Given passage.

★ ★ ★ ★ ★ ★ ★

[cfe-dev] Process in UncheckedReturn

Mon Jun 6 20:14:01 PDT 2011

在 2011年6月2日 下午3:36，Ted Kremenek <kremenek at apple.com>写道：

> On Jun 1, 2011, at 7:04 PM, 章磊 wrote:
>
>
> 2011/6/2 Ted Kremenek <kremenek at apple.com>
>
>>   On May 30, 2011, at 10:48 PM, 章磊 wrote:
>>
>> Soon i found i was wrong in step 1, i should not use any structure in
>> checker to record path-sensitive states. So i need other ways to handle
>> this:
>>
>>    1. It seems ok that only to update LocalPathMap when end path(so we
>>    can record in GRState until the path analysis finished), but how should we
>>    take care of the dead symbols? Maybe i could keep that dead symbols instead
>>    of removing them?
>>    2. Keep the <CE, CheckedReturnState> in GRState, so we get it over.
>>    But how to effectively keep these information.
>>
>>
>>
>>
>> Hi Lei,
>>
>> Besides aggregating statistics in checkEndPath, another option is to also
>> doing this in checkDeadSymbols.  You then don't need to worry about symbols
>> that have been removed from GRState by the time you reach checkEndPath,
>> since you've already done the aggregation.  Of course this influences your
>> counting, but in all fairness we aren't enumerating all paths explicitly
>> anyway, so your counts are directly influenced by how we explore paths,
>> which paths are explored, and how paths are coalesced.
>>
>> Ted
>>
>
>  Hi Ted,
>
> It's ok to do aggregating in checkDeadSymbols, and that's how i do in my
> patch.
>
>
> Hi Lei,
>
> I don't see that.  I see a call to updateCRState, and that sets an entry in
> LocalPathMap, but I don't see that as counting the number of times a given
> CallExpr's return value is checked.  Is it meant just to record that the
> value was checked on a given path?
>
> I'm concerned that LocalPathMap isn't the right model of what you want.
>  The analyzer doesn't trace out all paths individually; it will coalesce
> paths together as it sees them having the same state.  It is possible by the
> time you reach a call to 'checkEndPath' that an infinite number of paths
> were coalesced together into one by the time you hit the end of a function.
>
> My problem is if we do so, the deadsymbols are path-related, so we must
> keep the statistics in GRState instead of checker itself.
>
>
> Why?  I'm really confused here.
>
> I think trying to collect statistics in GRState itself is inherently the
> wrong approach.  Statistics should be about aggregating what you have
> observed; the checker itself should only focus on the semantics, which in
> this case is whether or not a return value was checked.
>
> Is it ok to add some GRState like llvm::immutablemap<CE,
> CheckedReturnState>, without related to some symbols?

★ ★ ★ ★ ★ ★ ★

Dataset content.

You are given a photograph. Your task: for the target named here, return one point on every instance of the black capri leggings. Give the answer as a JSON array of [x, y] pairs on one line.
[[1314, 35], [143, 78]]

★ ★ ★ ★ ★ ★ ★

Your objective. Continue the cfe-dev thread about the UncheckedReturn checker, starting after its last sentence.

Task result.
>
>
> Yes, but what would it record?  What would it represent?
>
> Or we must keep the GRState like llvm::immutablemap<sym, llvm::DenseMap<CE,
> CheckedReturnState>>?
>
>
> No, that would not be a good approach.  DenseMap is not an immutable data
> structure, and should not be a value in ImmutableMap.
>
> Stepping back…  how are you trying to count things?  A few concerns come to
> mind…
>
> 1) If you are trying to count statistics along individual paths, your
> current approach isn't really working as you intend.  You are essentially
> relying not he analyzer exploring the state space in a particular way, and
> (as I've said before) you aren't actually enumerating individual paths.
>  This means the attempt to use LocalPathMap to count such statistics is
> inherently not measuring per-path information.
>
> 2) Even if we could enumerate all paths, is counting them individually
> really the right answer?  There could be an infinite number of paths.
>
> 3) Paths don't measure everything, and they can really over count the same
> cases.
>
> I think you can make counting far more simple, and simplify your checker.
>
> Here's my suggestion:
>
> 1) Have the checker track the CheckedReturnState for each symbol, as it
> does now.
>
> 2) When a symbol is dead, or we reach the end of a path, count it in the
> following way…
>
>  void processSymbol(const GRState *state, SymbolRef Sym) {
>    const CheckedReturnState *CS = state->get<CheckedReturnState>(Sym))
>    if (!CS)
>      return;
>    std::pair<unsigned,unsigned> &stats = CheckedSymStatistics[Sym];
>    if (CS->isChecked())
>      stats.first++;
>    else
>      stats.second++;
>  }
>
> This will cause you to get statistics for each symbol.  The next stage is
> then to aggregate them per call site.
>
>   void aggregateByCallSite() {
>     for (llvm::DenseMap<SymbolRef, std::pair<unsigned, unsigned>
> >::iterator i = CheckedStatistics.begin(); … ) {
>        SymbolRef sym = i->first;
>        std::pair<unsigned, unsigned> stats = i->second;
>
>        // Compute normalized statistics for that symbol.
>        double sum = stats.first + stats.second;
>        std::pair<double, double> normalizedStats(stats.first / sum,
> stats.second / sum);
>
>        // Aggregate that count into the call site count.
>        const CallExpr *CE = getCallSite(sym);
>        std::pair<double, double> &callsiteStat =
> CheckedCallsiteStatistics[CE];
>        callsiteStat.first += normalizedStats.first;
>        callsiteStat.second += normalizedStats.second;
>    }
>    // then loop over CheckedCallSiteStatistics and normalize the statistics
> for each entry
>  }
>
> I've left some details out, but basically there are a variety of ways to go
> from a symbol to the original call site.  Either we can record it in a
> DenseMap (on the side), or if it is a conjured symbol, we can look at the
> symbol itself to figure out where it came from.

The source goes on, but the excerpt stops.